__Quelle__:
++++++++++
Mauthausen / Konzentrationslager

Nach dem Anschluß Österreichs im März 1938 wurde nahe der oberösterreichischen Gemeinde Mauthausen ein KZ errichtet, in dem seit August 1938 vor allem politische Gefangene inhaftiert waren. Neben dem Hauptlager gab es über 30 Außenlager, von denen die meisten im Jahr 1944 errichtet wurden, die letzten im März 1945. Seit 1941 internierte die SS Tausende von Juden aus den Niederlanden, der Tschechoslowakei und Ungarn in Mauthausen. Von Januar 1945 an wurden jüdische Häftlinge aus Auschwitz nach Mauthausen deportiert. Die Zahl der Häftlinge in Mauthausen wird auf über 200.000 geschätzt, zwischen 110.000 und 120.000 kamen ums Leben. Am 5. Mai 1945 befreiten US-Truppen die Häftlinge.
++++++++++
__Bereitgestellte Zeilen__:

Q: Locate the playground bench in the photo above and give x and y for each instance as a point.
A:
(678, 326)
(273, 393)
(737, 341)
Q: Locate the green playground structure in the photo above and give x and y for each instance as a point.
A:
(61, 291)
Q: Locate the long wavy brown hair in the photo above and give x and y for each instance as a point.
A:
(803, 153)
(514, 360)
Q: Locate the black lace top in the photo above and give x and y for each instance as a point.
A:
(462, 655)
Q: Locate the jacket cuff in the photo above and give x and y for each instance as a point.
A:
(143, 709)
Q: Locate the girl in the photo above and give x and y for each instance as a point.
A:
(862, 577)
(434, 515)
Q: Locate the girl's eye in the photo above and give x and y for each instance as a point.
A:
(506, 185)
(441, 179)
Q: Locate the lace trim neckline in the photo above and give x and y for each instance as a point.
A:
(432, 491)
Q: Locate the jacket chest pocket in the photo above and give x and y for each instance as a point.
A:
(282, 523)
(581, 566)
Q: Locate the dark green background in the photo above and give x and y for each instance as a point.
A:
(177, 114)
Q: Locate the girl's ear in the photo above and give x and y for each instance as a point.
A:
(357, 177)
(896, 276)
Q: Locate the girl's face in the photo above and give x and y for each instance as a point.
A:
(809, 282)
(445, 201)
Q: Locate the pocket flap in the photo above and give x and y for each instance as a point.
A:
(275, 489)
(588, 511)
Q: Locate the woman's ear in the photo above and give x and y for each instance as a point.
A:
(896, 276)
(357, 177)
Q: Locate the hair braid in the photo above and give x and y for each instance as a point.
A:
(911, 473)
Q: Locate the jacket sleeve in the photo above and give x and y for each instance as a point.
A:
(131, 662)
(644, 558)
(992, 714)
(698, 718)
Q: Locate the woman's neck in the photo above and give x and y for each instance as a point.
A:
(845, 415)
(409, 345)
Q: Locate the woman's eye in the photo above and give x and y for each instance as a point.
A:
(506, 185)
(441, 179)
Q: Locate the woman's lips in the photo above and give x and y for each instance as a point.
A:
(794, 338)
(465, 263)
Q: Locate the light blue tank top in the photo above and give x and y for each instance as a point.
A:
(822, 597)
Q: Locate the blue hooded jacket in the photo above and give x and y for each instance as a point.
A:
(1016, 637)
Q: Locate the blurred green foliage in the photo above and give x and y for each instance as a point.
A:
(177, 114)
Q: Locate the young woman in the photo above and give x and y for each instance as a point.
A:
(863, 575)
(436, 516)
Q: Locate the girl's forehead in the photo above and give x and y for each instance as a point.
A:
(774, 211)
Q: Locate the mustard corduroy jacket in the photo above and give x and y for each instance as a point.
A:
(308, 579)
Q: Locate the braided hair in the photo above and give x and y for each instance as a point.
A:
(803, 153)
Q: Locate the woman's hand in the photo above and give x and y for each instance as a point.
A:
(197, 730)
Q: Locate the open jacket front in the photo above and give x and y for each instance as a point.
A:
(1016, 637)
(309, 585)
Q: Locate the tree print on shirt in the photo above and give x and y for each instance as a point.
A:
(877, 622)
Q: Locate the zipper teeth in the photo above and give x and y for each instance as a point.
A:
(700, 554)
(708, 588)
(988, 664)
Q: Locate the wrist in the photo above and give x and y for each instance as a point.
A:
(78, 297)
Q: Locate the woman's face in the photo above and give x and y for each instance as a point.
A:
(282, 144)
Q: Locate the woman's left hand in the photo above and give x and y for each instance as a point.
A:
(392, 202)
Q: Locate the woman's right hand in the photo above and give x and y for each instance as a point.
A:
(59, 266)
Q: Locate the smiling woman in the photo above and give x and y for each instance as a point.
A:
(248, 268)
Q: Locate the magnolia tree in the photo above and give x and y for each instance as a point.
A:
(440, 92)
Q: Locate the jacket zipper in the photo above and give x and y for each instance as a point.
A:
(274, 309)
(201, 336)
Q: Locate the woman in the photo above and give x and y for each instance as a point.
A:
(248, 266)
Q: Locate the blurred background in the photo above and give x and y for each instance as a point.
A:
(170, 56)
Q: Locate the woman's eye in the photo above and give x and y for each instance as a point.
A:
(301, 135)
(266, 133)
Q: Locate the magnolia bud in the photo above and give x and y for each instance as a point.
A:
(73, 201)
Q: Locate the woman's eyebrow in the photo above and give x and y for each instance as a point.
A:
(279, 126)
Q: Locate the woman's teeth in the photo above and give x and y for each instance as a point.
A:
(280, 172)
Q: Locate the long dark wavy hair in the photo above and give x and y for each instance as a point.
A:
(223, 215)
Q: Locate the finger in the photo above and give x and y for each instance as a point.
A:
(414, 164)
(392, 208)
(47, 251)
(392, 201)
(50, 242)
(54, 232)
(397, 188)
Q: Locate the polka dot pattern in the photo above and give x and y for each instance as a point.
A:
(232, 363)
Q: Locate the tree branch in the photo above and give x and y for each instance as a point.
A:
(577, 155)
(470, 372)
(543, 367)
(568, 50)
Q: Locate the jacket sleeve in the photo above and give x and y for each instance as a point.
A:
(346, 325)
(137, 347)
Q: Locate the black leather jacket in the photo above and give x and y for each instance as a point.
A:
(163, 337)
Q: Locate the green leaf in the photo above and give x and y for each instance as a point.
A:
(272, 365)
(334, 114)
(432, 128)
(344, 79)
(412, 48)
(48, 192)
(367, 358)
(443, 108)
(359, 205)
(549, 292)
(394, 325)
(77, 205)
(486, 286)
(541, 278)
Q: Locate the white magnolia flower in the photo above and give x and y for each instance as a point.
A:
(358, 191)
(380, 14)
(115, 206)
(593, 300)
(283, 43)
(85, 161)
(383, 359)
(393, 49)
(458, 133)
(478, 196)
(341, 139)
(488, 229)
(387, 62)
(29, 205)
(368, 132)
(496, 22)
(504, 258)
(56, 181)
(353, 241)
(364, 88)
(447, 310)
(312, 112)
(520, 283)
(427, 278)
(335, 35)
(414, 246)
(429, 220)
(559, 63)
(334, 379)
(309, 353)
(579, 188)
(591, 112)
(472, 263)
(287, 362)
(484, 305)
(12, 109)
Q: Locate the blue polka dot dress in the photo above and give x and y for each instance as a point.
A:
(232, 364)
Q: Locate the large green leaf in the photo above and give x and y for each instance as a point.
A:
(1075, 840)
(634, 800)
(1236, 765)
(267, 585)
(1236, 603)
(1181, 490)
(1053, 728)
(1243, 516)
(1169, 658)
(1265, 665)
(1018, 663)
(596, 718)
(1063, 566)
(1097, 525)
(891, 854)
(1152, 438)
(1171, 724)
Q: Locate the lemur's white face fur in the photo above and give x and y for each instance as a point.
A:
++++++++++
__Aufgabe und Vorgaben__: Erkläre mit ein bis drei Sätzen, wie laut dem Text über das KZ Mauthausen ab Januar 1945 jüdische Häftlinge aus Auschwitz nach Mauthausen kamen. Die Zeilen werden hier nicht gebraucht.

__Ergebnis__: Sie wurden von Januar 1945 an aus Auschwitz nach Mauthausen deportiert.